One thing that was surprising to see is how much our surroundings, such as our school, can affect us. Thanksgiving was received differently all around our students, but it was tremendously shocking to learn how much of the secondary student population celebrates it, and how. 

A lot of the secondary body said that they celebrated Thanksgiving with a big dinner along with their families. Sofia Cerna, a ninth-grade student, exclaimed how Thanksgiving was, to quote exactly, “an excuse to eat”. From our sophomores, Marco Gonzalez happily stated “Of course I do {celebrate Thanksgiving}, I eat dinner and watch football”. And Gloria Gonzalez, another one of ANS’ sophomores, said that she was going to have a “friend’s giving” this year. Most of the students said that they ate dinner, whether that meant a small one, or going full out. 

On the other hand, some said that they sometimes celebrate it, and sometimes they don’t. Luciana Arguello, a freshman, voiced her opinion on the holiday, and how she sometimes celebrates, but it varies every year. Alternatively, others expressed that they sort of celebrate it, but not complete. It was very aspirational to hear some of my peer’s opinions, especially when they said that Thanksgiving was an opportunity for them to spend time with their families.

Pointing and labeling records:
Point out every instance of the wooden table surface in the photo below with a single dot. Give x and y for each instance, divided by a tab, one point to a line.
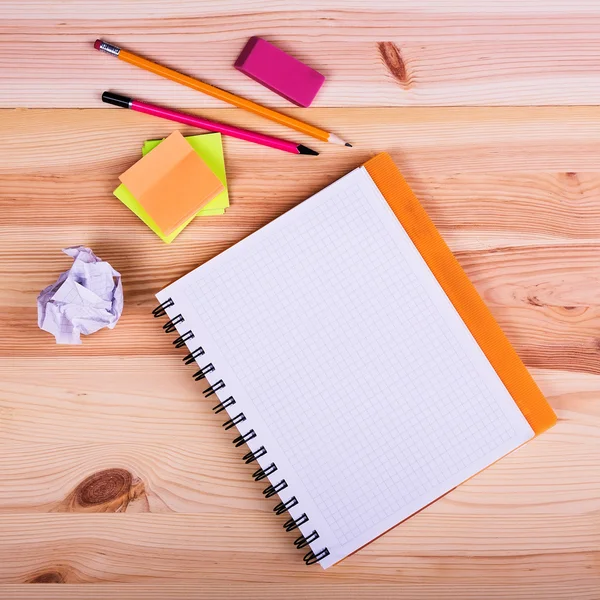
489	109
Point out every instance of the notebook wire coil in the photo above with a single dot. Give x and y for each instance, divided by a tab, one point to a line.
291	524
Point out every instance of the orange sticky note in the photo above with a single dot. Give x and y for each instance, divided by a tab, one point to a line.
172	183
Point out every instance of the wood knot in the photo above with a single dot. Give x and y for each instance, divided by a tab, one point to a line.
111	490
392	58
534	301
103	486
48	577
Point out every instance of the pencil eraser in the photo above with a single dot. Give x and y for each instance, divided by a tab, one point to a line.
280	72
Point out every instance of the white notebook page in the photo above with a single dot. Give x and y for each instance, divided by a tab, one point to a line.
350	363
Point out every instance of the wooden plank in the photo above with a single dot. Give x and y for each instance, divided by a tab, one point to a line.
434	53
136	548
427	588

**Task requirements**
1. List every student named in the Thanksgiving passage.
2. Extend the Thanksgiving passage beyond its final sentence.
None of this work needs the records.

**Exercise results**
1. Sofia Cerna, Marco Gonzalez, Gloria Gonzalez, Luciana Arguello

2.
Lastly, a lot of high schoolers just didn’t celebrate it, at all. A popular opinion was that Thanksgiving isn’t part of Nicaraguan culture, so they don’t celebrate. Most of the students who said that they don’t honor this holiday explained that they usually take this long weekend in order to decompress from school and just life in general. For example, Juan Pablo Barrios and Juan Pablo Valle both said that they don’t really do anything for Thanksgiving, other than sleeping, charging batteries, and hanging out with friends.  

Ultimate shoutout to Ms. Gunn, who is Canadian and celebrates the Canadian Thanksgiving! 

And to finish off, just in case anyone wanted to know where I stand, sometimes I do celebrate Thanksgiving, but it’s more of an informal event. Plus, I always end up going to the beach, which is the best decision ever.